**** Data section

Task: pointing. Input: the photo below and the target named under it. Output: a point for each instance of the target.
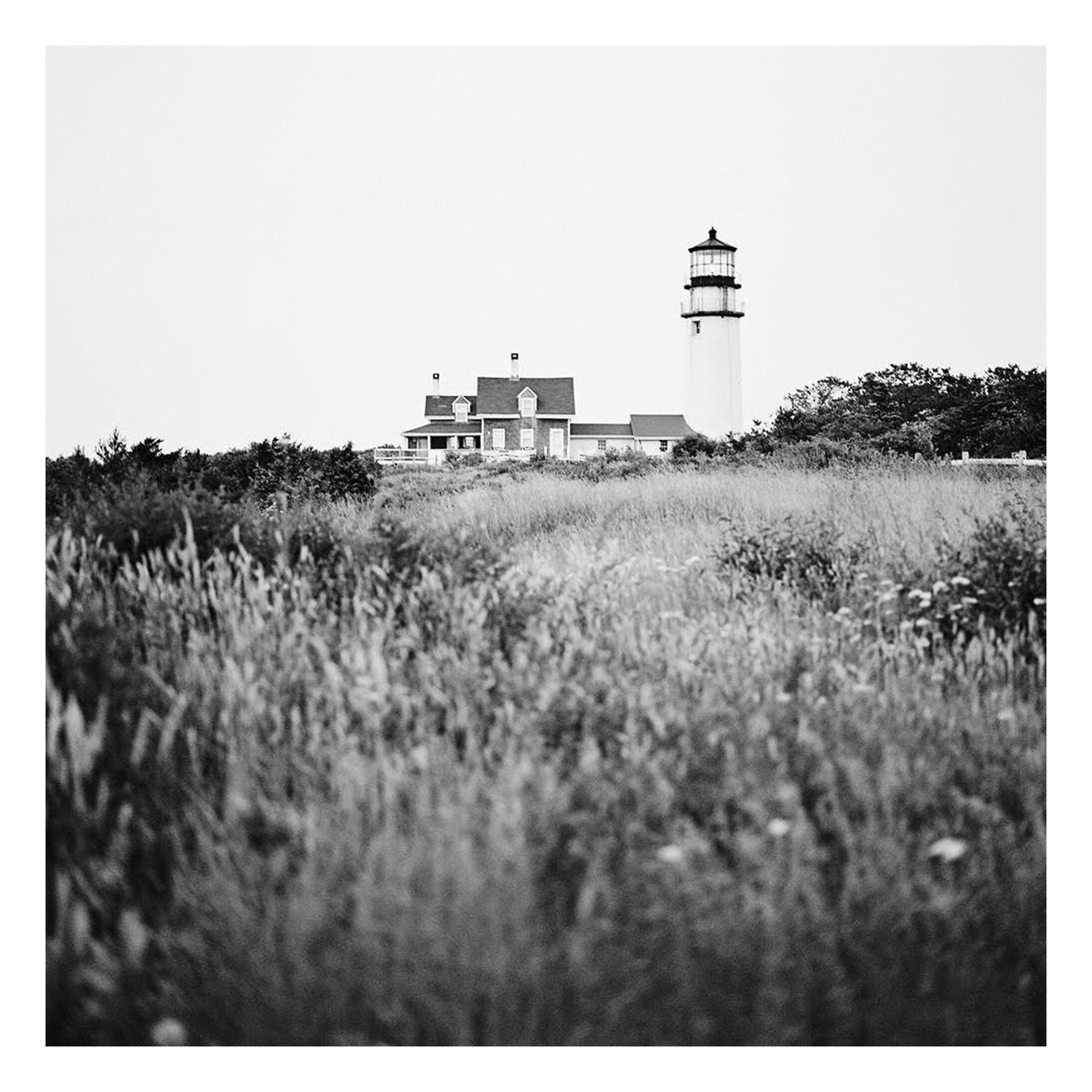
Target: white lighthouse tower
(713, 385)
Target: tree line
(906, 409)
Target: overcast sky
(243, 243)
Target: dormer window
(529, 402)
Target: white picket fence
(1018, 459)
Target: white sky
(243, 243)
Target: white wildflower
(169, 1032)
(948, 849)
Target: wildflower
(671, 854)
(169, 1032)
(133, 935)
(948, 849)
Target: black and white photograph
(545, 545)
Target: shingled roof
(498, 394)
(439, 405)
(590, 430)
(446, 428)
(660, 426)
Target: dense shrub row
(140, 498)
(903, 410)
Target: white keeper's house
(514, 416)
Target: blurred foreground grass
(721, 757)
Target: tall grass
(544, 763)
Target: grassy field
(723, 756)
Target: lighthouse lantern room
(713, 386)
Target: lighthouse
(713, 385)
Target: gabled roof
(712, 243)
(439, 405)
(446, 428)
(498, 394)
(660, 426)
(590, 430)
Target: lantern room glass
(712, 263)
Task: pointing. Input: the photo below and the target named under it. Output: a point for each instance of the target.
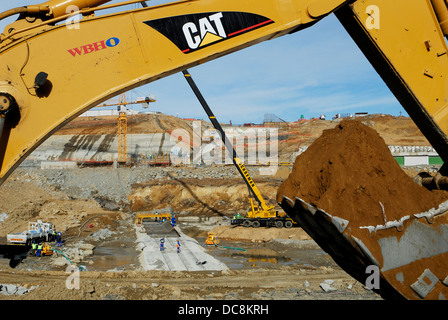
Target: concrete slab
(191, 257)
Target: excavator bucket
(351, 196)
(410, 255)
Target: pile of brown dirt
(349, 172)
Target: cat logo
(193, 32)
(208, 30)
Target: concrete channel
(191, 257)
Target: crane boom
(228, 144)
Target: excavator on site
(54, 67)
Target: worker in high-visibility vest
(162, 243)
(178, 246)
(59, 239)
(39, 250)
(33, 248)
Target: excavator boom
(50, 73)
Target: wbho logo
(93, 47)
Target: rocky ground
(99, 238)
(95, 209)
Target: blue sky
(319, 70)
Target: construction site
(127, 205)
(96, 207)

********
**** Data section

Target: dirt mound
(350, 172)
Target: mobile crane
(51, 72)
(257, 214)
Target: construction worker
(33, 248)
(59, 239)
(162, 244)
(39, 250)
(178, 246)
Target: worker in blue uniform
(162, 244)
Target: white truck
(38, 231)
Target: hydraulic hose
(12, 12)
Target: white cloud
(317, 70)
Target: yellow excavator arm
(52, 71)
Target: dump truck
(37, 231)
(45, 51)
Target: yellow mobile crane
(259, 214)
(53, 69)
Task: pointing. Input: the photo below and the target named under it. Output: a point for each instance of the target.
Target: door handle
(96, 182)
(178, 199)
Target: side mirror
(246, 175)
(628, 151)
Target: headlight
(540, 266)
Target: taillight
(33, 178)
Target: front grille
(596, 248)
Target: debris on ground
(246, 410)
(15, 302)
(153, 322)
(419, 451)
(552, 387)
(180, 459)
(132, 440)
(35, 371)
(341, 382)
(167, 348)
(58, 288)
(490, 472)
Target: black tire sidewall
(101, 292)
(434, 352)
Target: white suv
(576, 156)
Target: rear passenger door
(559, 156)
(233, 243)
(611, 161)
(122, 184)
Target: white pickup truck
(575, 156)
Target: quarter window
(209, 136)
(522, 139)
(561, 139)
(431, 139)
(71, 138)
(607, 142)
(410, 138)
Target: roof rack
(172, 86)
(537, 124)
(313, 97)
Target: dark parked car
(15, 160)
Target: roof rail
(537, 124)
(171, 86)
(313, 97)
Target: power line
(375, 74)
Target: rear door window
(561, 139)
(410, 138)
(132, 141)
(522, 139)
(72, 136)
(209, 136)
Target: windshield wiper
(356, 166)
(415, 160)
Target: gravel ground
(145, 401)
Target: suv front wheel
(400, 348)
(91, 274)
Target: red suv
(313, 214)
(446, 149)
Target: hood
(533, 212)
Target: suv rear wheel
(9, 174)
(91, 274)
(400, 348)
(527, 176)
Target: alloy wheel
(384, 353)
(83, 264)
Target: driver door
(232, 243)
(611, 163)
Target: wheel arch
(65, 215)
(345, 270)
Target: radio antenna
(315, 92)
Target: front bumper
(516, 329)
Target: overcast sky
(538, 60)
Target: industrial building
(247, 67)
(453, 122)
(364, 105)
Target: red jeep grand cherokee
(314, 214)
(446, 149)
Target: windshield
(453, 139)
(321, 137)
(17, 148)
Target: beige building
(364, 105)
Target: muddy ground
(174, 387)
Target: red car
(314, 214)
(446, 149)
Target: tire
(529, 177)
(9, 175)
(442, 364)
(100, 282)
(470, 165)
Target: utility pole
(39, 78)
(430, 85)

********

■ Exercise prompt
Count the lines in the data above that contain the string "boom", treating uppercase and lowercase as different. Reply with the number alone.

■ Reply
2